Source extract>
Today we congraulate Fabrice Larcheveque (aka AbFab1974) and take a journey with him that starts in space (as many LEGO journeys do) and grew into an expression of his love for classic rally cars. Fabrice goes into great detail with his Peugeot 205 Turbo 16 designed to fit the Speed Champions line. Read along as he shares just how he created his incredible model and how he achieved 10,000 supporters.

Please do help us congratulate him as well for this significant achievement, in the comments below.


About Yourself 

  1. Where are you from?
    I am originally from France but have been living abroad for 23 years. Currently the United Kingdom is my country of residence
  2. How old are you?
    I am 44 years young.
  3. What do you study or do for a living?
    I started my career in the car industry as a Design Engineer and now work in the Financial sector.
  4. What hobbies do you have?
    I love spending time with my 2 kids (8 and 10), one is addicted to LEGO and the other is great at arts and craft – 2 passions I share with them. With my remaining free time, I enjoy sports (I am a keen tennis player), automobile design/style and cooking and fine dining (my national roots perhaps – I really, really like cheese and frogs!). Last but not least, I love traveling and experiencing different cultures (I have already lived in 4 different countries on 2 different continents).
  5. How and when did your interest for LEGO come about?
    When I was a young child (late 70s) I fell into a huge LEGO box and became addicted to the small bricks! More seriously, I can’t recall any other toys from my childhood that could offer the same possibilities to stimulate the imagination and be fun, creative, innovative, and technical. So when very young, I got fascinated by the endless opportunity to shape things in LEGO bricks and no doubt that it led me down the path of becoming a design engineer.
  6. What is your favourite official LEGO set? Why?
    It all comes back to the early days of the LEGO Space sets – the most affordable way to ‘reach the stars’. I have 2 favourite sets that I had the privilege to own:

    6929: Star Fleet Voyager from 1981
    6890: Cosmic Cruiser from 1982

    Nearly 40 years later they remain the gems of my LEGO collection –nearly as shiny as new! However, now my 8 year-old son thinks they belong to him!


  7. What is your favourite LEGO element? Why?

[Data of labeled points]
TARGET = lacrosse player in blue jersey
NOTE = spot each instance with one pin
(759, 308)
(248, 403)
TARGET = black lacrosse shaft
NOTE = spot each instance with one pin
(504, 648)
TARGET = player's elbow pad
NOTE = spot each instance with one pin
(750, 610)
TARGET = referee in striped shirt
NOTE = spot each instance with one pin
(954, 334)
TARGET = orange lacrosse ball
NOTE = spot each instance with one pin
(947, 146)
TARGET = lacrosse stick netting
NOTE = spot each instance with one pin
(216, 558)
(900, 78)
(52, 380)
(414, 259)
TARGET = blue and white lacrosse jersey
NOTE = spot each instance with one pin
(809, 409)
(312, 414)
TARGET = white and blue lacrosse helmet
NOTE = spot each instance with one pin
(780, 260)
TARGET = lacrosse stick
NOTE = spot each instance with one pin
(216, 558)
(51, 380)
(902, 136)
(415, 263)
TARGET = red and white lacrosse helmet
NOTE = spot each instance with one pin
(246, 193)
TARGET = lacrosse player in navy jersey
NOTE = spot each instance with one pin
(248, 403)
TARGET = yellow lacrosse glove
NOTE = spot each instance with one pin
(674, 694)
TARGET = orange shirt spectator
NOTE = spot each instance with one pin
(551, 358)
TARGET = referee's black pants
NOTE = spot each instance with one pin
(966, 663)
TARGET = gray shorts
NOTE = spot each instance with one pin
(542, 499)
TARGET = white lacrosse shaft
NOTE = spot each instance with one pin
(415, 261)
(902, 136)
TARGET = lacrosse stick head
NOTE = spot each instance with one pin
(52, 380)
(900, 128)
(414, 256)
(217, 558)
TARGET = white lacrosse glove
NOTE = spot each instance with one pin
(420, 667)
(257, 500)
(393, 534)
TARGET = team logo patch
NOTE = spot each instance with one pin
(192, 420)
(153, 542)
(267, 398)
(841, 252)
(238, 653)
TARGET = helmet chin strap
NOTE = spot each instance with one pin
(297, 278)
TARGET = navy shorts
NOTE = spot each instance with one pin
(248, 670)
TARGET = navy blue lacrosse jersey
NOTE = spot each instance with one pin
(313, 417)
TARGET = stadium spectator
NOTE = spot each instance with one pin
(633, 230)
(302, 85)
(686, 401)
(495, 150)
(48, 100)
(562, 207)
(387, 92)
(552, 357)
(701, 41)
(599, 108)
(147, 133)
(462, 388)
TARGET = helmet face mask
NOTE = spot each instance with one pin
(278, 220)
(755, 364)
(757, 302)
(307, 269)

Actions to take>
1. Using the LEGO builder interview, decide whether each statement agrees with it, answering yes or no and quoting the words that decide it: (a) Fabrice has lived outside France for 23 years. (b) Fabrice began his career in the Financial sector. (c) Fabrice owned the Cosmic Cruiser set.
2. In the LEGO builder interview, Fabrice says no other toy from his childhood could stimulate the imagination and also be several other things. List every one of those other qualities.
None of this data is needed for what comes next.

Results for the exercise>
1.
(a) Yes: "have been living abroad for 23 years"
(b) No: "I started my career in the car industry as a Design Engineer and now work in the Financial sector."
(c) Yes: "I have 2 favourite sets that I had the privilege to own" and "6890: Cosmic Cruiser from 1982"

2.
fun
creative
innovative
technical